── Document ──

As an aside, if this interested you in any way I highly recommend Tom Green’s CRM class. It’s a graduate anthro class but it covers all of the history of preservation law, actually navigating the policies, ethics and philosophies  of cultural heritage preservation in the US and how it differs in other countries, case studies of Section 106/NEPA/NAGPRA compliance, advice for pursuing careers in federal agencies, etc. Dr. Green used to be the Idaho Deputy SHPO and directed the Arkansas Archaeological Survey so he has a lot of interesting experiences and advice. Really useful stuff, hoping it comes in to use for me someday in the future.

That said, I really do enjoy the idea of working in preservation. Reading this stoked an old flame and kind of got my wheels turning. I even started googling historic preservation professional certificates. As much as I want to be done with school forever, things like preservation, conservation, archiving, etc. seem to involve such specific, technical skill sets that you can’t really learn unless you’re in a practicum/field work type situation. Similar to Michelle, it is pretty disconcerting to think I would have to do an additional MA or MS to have enough of a practical background in preservation to be employable. Architectural history seems pretty simple to study, and could be condensed into a short course. Most of the styles here in Idaho I’ve picked up just by reading NRHP nominations.I would also like propose a conversation in class to discuss the options for breaking into this field or what exactly one does when working in preservation… Having seen a small corner of what happens at SHPO, it seems like a lot of lobbying, paper pushing, and bureacracy, so not all that appealing. Although that comes from someone hoping to secure employment within the umbrella of Department of Interior…I’d rather be involved in a more hands on way. Not by chaining myself to an old building that is about to be razed, but perhaps in the field working on actual restoration and preservation. Maybe I actually could draw on some of my construction management skills… Another aside, if anyone is really interested in learning more about character-defining features, Secretary of the Interior’s standards for historic preservation, or some really cool examples of different types of properties around the state, I know both Tom Green and SHPO have presentations they do for different agencies/partners/tribes/firms etc.

───
── Record excerpts ──

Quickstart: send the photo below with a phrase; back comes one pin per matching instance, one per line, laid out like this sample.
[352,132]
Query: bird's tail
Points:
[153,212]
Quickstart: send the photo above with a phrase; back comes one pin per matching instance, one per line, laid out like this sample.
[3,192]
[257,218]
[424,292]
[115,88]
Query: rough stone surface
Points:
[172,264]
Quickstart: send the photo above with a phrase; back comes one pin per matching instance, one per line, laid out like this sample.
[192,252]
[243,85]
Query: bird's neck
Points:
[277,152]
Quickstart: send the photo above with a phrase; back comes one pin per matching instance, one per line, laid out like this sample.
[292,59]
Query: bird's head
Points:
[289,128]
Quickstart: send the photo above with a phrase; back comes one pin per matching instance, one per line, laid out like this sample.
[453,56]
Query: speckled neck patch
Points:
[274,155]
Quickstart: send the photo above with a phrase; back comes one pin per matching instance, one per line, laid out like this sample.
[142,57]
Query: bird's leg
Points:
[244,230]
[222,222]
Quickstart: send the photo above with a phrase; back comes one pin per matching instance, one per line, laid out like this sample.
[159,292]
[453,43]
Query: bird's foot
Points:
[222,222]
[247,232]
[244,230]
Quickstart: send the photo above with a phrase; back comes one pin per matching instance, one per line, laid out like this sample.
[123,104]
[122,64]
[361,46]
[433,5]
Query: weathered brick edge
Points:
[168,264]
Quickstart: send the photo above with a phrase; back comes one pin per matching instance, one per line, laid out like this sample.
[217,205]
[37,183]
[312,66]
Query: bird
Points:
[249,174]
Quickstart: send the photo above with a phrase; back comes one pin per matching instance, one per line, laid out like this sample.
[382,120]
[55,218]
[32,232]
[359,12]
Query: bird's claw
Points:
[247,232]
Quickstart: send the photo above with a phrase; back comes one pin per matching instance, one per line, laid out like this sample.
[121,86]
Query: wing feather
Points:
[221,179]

───

Required task.
Please set down, word for word, the part of the historic preservation post that opens with "As an aside, if" and closes with "in the future.".

Result.
As an aside, if this interested you in any way I highly recommend Tom Green’s CRM class. It’s a graduate anthro class but it covers all of the history of preservation law, actually navigating the policies, ethics and philosophies  of cultural heritage preservation in the US and how it differs in other countries, case studies of Section 106/NEPA/NAGPRA compliance, advice for pursuing careers in federal agencies, etc. Dr. Green used to be the Idaho Deputy SHPO and directed the Arkansas Archaeological Survey so he has a lot of interesting experiences and advice. Really useful stuff, hoping it comes in to use for me someday in the future.